» An excerpt from a dataset
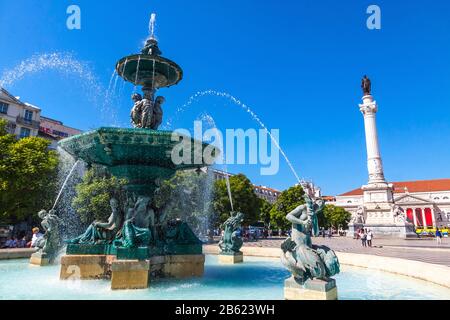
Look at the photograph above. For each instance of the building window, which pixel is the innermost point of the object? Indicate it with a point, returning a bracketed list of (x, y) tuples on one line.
[(25, 132), (28, 115), (4, 107), (60, 133)]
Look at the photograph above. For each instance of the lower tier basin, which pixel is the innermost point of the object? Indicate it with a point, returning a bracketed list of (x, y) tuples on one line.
[(256, 278)]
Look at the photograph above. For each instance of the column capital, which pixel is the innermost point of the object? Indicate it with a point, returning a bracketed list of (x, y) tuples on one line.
[(368, 107)]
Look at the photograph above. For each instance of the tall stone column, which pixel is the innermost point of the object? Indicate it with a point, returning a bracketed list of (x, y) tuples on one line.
[(378, 196), (369, 109), (377, 189)]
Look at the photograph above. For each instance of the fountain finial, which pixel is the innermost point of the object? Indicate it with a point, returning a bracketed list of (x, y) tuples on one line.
[(151, 26), (151, 45)]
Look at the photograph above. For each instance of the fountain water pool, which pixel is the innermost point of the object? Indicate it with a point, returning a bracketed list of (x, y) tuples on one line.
[(264, 276)]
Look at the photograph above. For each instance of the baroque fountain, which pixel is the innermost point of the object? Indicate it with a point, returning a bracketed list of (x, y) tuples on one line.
[(138, 243), (137, 240)]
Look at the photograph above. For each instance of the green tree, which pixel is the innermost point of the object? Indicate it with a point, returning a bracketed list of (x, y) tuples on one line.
[(28, 176), (264, 209), (94, 194), (288, 201), (332, 216), (243, 196)]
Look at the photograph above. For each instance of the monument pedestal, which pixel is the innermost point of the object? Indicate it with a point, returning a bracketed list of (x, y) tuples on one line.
[(231, 258), (129, 274), (40, 259), (311, 290)]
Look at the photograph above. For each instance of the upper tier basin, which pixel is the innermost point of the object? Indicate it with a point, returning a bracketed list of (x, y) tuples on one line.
[(139, 155)]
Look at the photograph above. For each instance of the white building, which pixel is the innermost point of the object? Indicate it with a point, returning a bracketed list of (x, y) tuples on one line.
[(55, 130), (263, 192), (425, 203), (392, 209), (23, 118)]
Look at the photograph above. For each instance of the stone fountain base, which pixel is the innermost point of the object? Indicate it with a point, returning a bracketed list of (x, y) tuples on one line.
[(312, 290), (40, 259), (132, 273), (231, 258)]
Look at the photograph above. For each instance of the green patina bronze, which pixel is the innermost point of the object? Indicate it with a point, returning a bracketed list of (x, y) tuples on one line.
[(231, 243), (137, 227), (303, 259)]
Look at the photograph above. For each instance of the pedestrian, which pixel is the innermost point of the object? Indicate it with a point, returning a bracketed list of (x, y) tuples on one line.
[(363, 237), (22, 243), (369, 238), (438, 236), (9, 243)]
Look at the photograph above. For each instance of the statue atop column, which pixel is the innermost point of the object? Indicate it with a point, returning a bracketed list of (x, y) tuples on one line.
[(366, 86)]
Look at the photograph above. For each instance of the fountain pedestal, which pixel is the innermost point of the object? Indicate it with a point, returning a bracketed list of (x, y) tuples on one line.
[(311, 290), (130, 274), (237, 257)]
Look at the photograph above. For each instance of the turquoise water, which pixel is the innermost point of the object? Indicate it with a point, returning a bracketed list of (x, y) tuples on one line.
[(256, 278)]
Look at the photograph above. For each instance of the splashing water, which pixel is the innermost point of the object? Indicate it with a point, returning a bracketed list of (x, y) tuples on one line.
[(68, 179), (65, 182), (210, 120), (151, 25), (239, 103), (64, 63)]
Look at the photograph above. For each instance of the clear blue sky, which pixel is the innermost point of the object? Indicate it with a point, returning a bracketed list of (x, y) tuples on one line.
[(297, 64)]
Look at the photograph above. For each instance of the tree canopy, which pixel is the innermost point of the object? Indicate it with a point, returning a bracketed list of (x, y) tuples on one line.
[(94, 194), (332, 216), (288, 201), (190, 195), (28, 176)]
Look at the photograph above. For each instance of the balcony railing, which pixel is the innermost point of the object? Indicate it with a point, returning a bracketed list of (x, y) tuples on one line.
[(30, 123)]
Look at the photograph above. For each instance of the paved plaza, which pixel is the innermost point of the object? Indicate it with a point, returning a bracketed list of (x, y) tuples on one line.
[(424, 250)]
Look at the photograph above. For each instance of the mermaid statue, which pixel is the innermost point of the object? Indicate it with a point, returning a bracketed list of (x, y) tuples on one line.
[(102, 232), (231, 243), (303, 259)]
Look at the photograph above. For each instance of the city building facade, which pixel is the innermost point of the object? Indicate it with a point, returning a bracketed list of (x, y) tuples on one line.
[(392, 209), (55, 130), (23, 118), (263, 192)]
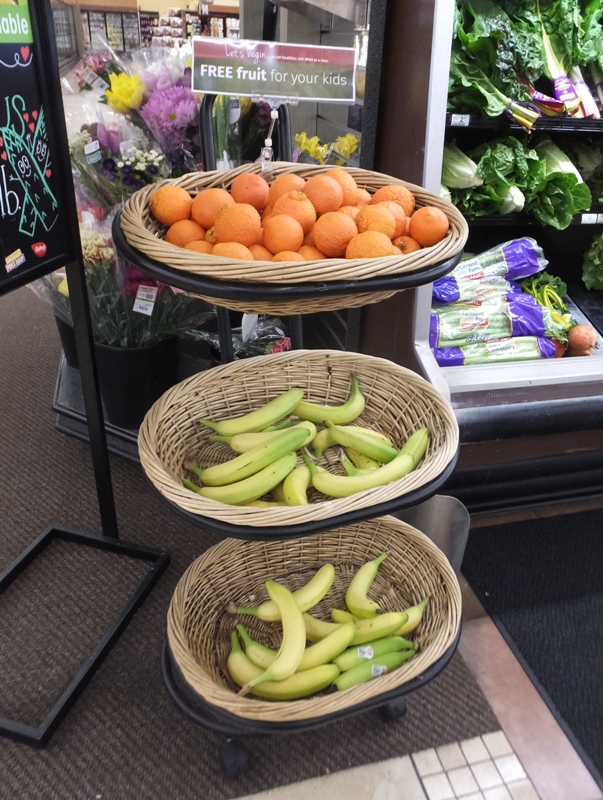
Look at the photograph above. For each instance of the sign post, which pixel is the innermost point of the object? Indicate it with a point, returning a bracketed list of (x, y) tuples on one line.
[(39, 233), (274, 70)]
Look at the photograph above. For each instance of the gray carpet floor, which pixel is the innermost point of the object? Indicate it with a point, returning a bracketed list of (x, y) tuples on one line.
[(124, 738)]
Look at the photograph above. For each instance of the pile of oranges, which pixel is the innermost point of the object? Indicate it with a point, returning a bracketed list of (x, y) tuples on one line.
[(292, 219)]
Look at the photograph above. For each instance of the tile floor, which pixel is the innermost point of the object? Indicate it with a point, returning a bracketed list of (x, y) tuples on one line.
[(530, 758)]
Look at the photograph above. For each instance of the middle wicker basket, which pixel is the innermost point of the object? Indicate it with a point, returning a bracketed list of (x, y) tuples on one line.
[(398, 402)]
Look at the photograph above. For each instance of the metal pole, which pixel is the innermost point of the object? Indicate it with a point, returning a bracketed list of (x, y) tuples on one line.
[(84, 341)]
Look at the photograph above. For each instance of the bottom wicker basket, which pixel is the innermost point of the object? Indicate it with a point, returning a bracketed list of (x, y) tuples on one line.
[(199, 626)]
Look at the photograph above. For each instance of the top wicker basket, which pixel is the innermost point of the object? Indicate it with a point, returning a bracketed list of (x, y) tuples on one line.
[(144, 233)]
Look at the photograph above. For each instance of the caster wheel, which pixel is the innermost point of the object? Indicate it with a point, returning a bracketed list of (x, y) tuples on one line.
[(394, 710), (234, 760)]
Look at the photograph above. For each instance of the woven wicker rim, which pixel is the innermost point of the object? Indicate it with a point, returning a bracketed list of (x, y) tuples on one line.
[(144, 233), (398, 402), (199, 627)]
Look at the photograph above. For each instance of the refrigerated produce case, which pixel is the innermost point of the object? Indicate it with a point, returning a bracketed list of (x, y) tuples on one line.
[(532, 431)]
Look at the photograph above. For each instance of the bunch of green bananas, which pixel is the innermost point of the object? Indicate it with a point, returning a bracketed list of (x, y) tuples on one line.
[(266, 440), (356, 647)]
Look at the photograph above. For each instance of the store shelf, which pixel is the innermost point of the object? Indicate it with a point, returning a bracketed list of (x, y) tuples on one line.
[(545, 124)]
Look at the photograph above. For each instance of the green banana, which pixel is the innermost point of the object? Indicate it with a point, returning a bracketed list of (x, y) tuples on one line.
[(251, 488), (322, 652), (279, 426), (356, 595), (306, 596), (321, 441), (342, 616), (316, 629), (360, 461), (416, 445), (346, 485), (351, 468), (296, 485), (247, 464), (354, 656), (257, 653), (346, 436), (293, 642), (244, 442), (372, 669), (415, 615), (348, 412), (378, 627), (263, 504), (300, 684), (260, 418)]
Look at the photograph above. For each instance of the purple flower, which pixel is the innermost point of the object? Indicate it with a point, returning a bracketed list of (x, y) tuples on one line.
[(108, 140), (168, 113)]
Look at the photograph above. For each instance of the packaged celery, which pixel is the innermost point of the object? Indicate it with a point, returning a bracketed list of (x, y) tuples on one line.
[(510, 261), (496, 317), (523, 348)]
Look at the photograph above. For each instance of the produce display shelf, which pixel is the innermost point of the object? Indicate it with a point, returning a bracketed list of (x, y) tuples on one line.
[(543, 124), (315, 526), (259, 292)]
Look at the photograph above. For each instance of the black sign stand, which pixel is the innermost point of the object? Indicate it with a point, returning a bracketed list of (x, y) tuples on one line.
[(38, 234)]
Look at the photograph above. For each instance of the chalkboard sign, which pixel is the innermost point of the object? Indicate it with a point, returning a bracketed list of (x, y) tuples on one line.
[(36, 196)]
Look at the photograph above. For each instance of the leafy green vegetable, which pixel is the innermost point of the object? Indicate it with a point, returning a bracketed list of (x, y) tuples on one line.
[(546, 289), (458, 170), (592, 265)]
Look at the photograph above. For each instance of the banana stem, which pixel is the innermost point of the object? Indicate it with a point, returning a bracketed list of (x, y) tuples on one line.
[(190, 485)]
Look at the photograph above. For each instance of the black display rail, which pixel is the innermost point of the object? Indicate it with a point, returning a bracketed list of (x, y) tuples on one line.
[(543, 124), (38, 234)]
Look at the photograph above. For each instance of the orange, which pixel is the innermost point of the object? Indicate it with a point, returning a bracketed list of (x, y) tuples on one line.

» EXERCISE REQUIREMENTS
Transcribe the rows character for character, starting at the line that contains "Look at the photograph above. For each instance of the metal" and stopping after the line that contains "[(394, 710), (234, 760)]".

» ANSWER BELOW
Look at the photograph above. For each instance of the metal pole, which pixel is the innermost point of the object? Indicate it with a point, returning a bracketed list of (x, y) tuples on one line.
[(84, 341)]
Look at the photograph above. For each instance of the bottom wicker basket, which pixel is the innermost point of the object? Indicate it with a point, returning a bracketed list of (x, y) tuples on one line.
[(199, 626)]
Look at the photograph above. For each instance of the top wicker basket, which pixel is the innermost point of the object? Indicate it with a point, returning a bracketed list of (x, y) tuples on one line.
[(144, 233)]
Look at the photograph above. For each instance of the caster wheel, which pixel is the innermost point of the object? Indicate it with a point, returning a bracketed list of (x, y) tuples on one line.
[(394, 710), (234, 760)]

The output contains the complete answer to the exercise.